**DATA LISTING**
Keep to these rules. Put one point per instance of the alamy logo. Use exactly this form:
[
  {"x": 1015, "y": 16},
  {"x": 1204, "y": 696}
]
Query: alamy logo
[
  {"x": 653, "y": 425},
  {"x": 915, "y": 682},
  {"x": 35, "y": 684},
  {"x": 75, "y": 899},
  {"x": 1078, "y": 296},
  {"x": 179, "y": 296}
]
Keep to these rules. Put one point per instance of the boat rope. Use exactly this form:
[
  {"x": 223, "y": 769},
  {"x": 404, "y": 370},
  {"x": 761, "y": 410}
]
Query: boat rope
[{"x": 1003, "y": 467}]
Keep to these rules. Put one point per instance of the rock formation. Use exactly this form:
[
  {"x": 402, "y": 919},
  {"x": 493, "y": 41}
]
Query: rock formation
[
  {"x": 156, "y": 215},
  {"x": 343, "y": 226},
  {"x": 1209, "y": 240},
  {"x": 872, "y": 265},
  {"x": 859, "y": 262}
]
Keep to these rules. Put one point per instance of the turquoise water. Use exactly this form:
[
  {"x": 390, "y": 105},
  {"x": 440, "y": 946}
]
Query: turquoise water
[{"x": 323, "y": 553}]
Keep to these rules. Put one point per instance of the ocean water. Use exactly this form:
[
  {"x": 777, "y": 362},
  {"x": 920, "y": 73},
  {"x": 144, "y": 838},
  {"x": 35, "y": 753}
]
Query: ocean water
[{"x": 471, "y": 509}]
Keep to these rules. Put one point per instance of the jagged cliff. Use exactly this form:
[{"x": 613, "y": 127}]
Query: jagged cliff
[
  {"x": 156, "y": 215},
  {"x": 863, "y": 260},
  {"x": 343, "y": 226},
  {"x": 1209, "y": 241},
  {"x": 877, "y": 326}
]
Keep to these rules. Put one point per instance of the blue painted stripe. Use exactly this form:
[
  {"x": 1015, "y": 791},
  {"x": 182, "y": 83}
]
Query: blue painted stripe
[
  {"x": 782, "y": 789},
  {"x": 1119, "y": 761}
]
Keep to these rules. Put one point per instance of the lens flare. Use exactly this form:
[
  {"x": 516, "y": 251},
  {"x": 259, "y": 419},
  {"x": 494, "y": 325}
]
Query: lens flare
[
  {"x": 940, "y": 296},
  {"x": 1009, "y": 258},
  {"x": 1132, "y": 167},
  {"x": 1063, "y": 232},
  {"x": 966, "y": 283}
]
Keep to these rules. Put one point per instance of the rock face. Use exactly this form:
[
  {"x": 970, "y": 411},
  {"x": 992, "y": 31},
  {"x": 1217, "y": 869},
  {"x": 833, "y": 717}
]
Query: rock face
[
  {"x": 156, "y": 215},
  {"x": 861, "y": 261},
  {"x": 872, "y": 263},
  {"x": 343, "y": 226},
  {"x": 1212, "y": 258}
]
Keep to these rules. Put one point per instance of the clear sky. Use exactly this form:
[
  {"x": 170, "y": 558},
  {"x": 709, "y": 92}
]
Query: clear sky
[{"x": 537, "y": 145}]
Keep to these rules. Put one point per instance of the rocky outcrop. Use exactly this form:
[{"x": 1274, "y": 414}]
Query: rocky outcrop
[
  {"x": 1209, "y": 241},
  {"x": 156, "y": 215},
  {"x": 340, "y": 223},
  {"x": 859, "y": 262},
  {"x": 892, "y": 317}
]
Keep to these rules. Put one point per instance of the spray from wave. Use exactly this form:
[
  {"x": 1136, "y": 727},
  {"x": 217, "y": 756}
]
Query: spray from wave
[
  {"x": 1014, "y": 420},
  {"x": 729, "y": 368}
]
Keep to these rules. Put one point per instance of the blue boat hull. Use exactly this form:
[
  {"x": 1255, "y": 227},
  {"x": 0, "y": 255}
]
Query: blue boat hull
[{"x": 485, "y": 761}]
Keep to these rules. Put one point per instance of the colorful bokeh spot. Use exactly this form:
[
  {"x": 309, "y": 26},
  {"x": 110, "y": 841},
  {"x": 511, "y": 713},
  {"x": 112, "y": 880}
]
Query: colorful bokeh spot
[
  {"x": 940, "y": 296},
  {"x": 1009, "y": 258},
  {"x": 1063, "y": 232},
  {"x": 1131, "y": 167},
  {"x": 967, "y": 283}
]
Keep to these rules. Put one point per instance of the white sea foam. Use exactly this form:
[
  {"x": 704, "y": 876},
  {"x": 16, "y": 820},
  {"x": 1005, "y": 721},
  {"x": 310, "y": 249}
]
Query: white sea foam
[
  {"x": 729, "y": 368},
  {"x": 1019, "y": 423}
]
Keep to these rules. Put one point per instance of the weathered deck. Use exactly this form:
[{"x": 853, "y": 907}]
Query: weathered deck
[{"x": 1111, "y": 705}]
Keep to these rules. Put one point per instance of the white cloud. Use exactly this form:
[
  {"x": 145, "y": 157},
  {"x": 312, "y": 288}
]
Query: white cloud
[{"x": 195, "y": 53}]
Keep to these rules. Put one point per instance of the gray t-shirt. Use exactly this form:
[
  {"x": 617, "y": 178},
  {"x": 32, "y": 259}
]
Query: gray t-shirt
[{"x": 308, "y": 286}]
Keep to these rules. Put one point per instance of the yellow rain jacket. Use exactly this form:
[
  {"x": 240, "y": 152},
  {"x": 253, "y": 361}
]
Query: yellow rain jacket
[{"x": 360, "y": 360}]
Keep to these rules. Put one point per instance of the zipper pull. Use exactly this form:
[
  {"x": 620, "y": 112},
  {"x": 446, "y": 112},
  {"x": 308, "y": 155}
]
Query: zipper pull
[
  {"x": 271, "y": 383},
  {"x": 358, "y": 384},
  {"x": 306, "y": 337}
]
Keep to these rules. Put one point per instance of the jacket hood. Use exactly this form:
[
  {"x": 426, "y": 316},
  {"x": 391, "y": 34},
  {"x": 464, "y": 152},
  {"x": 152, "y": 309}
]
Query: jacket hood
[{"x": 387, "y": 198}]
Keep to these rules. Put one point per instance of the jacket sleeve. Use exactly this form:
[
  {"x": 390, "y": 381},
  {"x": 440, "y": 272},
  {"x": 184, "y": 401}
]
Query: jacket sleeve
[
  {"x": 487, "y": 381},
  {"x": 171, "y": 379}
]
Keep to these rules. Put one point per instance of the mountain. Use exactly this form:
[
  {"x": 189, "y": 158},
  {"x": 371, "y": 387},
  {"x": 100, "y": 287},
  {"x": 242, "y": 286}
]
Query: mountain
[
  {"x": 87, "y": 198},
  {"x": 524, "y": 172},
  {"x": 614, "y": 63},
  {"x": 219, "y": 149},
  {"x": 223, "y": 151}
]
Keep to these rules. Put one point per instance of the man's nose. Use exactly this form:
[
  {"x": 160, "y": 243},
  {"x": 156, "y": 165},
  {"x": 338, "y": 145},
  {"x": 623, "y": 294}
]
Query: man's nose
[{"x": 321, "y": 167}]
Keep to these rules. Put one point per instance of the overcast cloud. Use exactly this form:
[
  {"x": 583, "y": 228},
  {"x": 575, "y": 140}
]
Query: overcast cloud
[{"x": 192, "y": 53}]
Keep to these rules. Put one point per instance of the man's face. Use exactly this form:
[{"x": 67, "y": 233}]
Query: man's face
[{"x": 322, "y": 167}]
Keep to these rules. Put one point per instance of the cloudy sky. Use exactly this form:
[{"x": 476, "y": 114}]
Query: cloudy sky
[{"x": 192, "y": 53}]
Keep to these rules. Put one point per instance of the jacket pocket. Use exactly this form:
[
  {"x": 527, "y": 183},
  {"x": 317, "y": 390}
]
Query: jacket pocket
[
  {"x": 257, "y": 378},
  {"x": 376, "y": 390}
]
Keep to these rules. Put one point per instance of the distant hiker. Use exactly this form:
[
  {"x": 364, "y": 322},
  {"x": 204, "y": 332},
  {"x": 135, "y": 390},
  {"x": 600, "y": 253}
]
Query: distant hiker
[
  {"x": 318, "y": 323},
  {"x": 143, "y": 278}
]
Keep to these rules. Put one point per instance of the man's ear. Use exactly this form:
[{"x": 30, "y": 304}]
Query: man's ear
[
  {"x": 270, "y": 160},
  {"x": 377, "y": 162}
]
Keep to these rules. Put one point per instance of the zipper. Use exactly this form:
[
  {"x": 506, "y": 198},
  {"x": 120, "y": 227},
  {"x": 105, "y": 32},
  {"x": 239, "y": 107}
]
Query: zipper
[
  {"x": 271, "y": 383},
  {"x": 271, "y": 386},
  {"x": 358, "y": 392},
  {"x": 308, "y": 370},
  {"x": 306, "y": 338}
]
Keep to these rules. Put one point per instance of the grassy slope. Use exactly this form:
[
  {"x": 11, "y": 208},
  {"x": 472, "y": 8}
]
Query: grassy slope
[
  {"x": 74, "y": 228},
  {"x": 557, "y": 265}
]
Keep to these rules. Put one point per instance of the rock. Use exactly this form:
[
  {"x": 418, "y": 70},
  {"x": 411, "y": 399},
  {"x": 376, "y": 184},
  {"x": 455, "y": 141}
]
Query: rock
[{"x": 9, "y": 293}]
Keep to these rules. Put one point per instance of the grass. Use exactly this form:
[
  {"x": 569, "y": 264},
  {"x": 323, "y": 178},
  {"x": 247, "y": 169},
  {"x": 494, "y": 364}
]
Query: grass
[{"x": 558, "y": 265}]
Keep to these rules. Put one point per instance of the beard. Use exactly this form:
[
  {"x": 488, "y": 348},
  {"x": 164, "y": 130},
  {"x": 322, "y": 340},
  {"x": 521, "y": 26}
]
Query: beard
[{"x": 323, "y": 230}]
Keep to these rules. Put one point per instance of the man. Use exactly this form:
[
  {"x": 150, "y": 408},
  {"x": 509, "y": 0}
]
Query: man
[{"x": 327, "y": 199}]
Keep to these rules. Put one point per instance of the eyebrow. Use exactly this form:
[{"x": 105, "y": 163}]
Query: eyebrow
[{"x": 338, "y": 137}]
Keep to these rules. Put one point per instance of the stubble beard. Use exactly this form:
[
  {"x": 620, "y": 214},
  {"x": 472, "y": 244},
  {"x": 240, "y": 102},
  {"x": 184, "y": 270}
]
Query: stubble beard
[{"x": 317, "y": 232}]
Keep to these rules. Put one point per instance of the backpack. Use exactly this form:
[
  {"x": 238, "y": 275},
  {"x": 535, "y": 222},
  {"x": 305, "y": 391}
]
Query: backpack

**PROBLEM DETAILS**
Check each line above for the word "backpack" and copy the ones that have it.

**TASK SOLUTION**
Keep to these rules. Put one point per instance of the backpack. Use exactly this form:
Query: backpack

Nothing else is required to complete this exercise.